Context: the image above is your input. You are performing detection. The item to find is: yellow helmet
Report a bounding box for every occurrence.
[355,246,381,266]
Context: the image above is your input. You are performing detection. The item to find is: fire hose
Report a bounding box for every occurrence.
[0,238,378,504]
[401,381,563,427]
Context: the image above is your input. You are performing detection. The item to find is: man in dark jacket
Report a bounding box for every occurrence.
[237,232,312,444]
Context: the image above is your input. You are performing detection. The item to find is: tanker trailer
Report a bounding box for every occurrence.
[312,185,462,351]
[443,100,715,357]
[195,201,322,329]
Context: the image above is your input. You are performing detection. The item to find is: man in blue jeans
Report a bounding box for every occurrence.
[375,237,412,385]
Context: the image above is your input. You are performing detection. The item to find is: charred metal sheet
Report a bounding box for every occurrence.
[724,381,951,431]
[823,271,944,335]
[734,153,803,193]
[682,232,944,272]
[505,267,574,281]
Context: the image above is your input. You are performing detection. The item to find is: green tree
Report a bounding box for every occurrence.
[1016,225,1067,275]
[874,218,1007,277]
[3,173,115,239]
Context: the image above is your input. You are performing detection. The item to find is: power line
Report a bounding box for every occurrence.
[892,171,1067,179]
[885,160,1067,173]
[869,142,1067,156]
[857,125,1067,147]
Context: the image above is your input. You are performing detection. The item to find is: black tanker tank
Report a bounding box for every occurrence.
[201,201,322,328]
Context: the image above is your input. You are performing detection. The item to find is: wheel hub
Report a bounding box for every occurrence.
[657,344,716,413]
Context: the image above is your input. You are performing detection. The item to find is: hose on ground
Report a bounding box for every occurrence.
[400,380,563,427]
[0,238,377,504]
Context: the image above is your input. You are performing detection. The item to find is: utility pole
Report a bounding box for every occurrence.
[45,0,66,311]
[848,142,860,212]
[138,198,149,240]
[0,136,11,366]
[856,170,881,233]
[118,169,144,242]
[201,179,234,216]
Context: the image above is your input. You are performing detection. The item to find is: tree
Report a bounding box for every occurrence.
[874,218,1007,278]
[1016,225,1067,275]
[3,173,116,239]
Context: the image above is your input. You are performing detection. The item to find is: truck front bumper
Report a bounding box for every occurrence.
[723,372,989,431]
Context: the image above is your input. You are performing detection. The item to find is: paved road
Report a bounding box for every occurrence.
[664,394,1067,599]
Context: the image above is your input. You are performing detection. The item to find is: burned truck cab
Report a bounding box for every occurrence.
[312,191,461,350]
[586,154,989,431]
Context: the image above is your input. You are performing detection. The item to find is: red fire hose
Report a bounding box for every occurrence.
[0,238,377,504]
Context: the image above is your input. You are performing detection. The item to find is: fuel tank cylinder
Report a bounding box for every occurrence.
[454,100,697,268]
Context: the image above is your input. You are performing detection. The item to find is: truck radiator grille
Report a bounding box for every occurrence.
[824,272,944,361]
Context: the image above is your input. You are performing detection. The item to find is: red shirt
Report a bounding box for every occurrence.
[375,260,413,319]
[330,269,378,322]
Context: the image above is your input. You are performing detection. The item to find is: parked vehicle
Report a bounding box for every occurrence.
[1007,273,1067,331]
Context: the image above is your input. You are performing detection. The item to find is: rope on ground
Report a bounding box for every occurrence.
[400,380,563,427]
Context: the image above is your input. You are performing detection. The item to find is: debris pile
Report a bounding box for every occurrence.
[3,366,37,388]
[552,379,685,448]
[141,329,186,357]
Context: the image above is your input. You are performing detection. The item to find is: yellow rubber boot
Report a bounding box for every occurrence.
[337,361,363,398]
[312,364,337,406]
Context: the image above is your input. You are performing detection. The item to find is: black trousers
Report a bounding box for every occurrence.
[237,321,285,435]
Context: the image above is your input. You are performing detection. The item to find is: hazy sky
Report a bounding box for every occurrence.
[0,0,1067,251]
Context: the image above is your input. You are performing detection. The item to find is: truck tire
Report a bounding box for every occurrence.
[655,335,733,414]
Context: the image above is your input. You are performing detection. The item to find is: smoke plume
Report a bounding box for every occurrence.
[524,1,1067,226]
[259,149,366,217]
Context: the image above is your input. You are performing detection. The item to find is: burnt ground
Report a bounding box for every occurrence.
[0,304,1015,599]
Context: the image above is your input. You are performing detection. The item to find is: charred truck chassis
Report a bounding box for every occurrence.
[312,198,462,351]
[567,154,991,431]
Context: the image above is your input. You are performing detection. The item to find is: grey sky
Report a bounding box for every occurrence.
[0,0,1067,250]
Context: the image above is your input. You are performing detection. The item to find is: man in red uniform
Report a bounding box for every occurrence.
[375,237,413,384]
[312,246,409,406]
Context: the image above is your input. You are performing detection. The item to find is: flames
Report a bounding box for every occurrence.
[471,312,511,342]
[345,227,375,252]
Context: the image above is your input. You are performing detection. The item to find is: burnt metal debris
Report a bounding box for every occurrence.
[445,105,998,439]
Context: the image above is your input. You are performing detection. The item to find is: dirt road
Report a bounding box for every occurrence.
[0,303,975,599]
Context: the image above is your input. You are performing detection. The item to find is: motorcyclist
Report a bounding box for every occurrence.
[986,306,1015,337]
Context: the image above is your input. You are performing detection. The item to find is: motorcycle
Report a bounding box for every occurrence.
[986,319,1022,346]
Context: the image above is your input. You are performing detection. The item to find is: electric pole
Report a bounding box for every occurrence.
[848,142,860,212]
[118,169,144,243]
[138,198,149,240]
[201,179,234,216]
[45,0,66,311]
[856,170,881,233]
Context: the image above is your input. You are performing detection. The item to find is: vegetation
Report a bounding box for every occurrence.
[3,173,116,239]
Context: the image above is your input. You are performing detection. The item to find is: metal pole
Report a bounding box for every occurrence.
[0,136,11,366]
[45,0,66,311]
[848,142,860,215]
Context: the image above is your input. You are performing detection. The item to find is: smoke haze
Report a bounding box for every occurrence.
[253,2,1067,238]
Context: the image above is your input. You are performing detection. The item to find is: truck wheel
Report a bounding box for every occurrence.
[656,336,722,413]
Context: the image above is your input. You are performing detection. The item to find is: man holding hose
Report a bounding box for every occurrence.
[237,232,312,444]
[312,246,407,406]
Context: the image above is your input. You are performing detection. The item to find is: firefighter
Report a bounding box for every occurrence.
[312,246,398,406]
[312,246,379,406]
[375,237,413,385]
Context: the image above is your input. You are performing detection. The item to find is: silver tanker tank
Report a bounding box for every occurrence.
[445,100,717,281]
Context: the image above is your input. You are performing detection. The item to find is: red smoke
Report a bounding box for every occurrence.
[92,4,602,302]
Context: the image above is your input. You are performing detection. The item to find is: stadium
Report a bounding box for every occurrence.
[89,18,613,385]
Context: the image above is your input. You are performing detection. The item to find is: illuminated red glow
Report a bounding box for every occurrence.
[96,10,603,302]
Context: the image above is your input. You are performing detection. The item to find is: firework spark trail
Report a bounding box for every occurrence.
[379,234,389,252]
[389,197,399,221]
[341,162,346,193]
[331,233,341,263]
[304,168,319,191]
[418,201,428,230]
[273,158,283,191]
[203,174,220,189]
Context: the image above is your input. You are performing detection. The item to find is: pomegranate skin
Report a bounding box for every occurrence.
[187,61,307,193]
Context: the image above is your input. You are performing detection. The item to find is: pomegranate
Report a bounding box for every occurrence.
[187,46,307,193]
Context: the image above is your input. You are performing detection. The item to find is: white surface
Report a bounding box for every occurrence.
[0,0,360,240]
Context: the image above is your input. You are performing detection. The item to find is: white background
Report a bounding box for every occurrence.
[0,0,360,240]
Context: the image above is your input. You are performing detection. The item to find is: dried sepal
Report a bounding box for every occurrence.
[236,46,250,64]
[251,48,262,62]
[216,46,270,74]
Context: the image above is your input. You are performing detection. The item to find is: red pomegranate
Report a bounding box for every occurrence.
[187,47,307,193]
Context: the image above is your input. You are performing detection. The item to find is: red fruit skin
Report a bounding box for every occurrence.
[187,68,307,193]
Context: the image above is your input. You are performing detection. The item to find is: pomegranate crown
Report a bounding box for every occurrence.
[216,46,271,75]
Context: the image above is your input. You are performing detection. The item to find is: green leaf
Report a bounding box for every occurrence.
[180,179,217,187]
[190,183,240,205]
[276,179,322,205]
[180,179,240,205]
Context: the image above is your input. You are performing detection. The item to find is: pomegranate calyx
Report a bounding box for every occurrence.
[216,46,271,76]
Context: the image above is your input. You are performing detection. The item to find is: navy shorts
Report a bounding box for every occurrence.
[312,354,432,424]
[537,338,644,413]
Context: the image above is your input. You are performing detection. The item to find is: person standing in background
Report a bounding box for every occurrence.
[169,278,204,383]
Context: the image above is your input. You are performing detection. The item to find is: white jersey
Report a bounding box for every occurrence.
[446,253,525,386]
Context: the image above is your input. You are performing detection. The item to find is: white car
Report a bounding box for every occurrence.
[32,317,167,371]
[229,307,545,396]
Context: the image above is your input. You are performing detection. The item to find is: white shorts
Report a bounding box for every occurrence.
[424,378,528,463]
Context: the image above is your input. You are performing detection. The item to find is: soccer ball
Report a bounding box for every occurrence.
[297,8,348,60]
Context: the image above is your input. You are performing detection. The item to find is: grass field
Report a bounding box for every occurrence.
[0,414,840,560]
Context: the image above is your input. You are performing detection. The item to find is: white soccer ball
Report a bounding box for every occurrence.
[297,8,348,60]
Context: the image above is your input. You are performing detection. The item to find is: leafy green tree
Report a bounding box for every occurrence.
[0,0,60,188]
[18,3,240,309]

● **Task details**:
Copy out, word for word, the lines of the records from the line containing "is: hazy sky" up to and including the line containing "[259,149,366,217]".

● **Task output**:
Context: the image above is your input. You are performing detection. The item to find is: hazy sky
Report a bounding box for every occurrence.
[0,0,1067,251]
Context: the image above is your input. You are performing detection. The item to find is: truck tire
Report a bounding box for every occurrence.
[655,335,733,414]
Context: the image above is your input. You are performing detection. The item to find is: smoke plume
Report a bounding box for every occurrence.
[524,1,1067,226]
[259,149,366,217]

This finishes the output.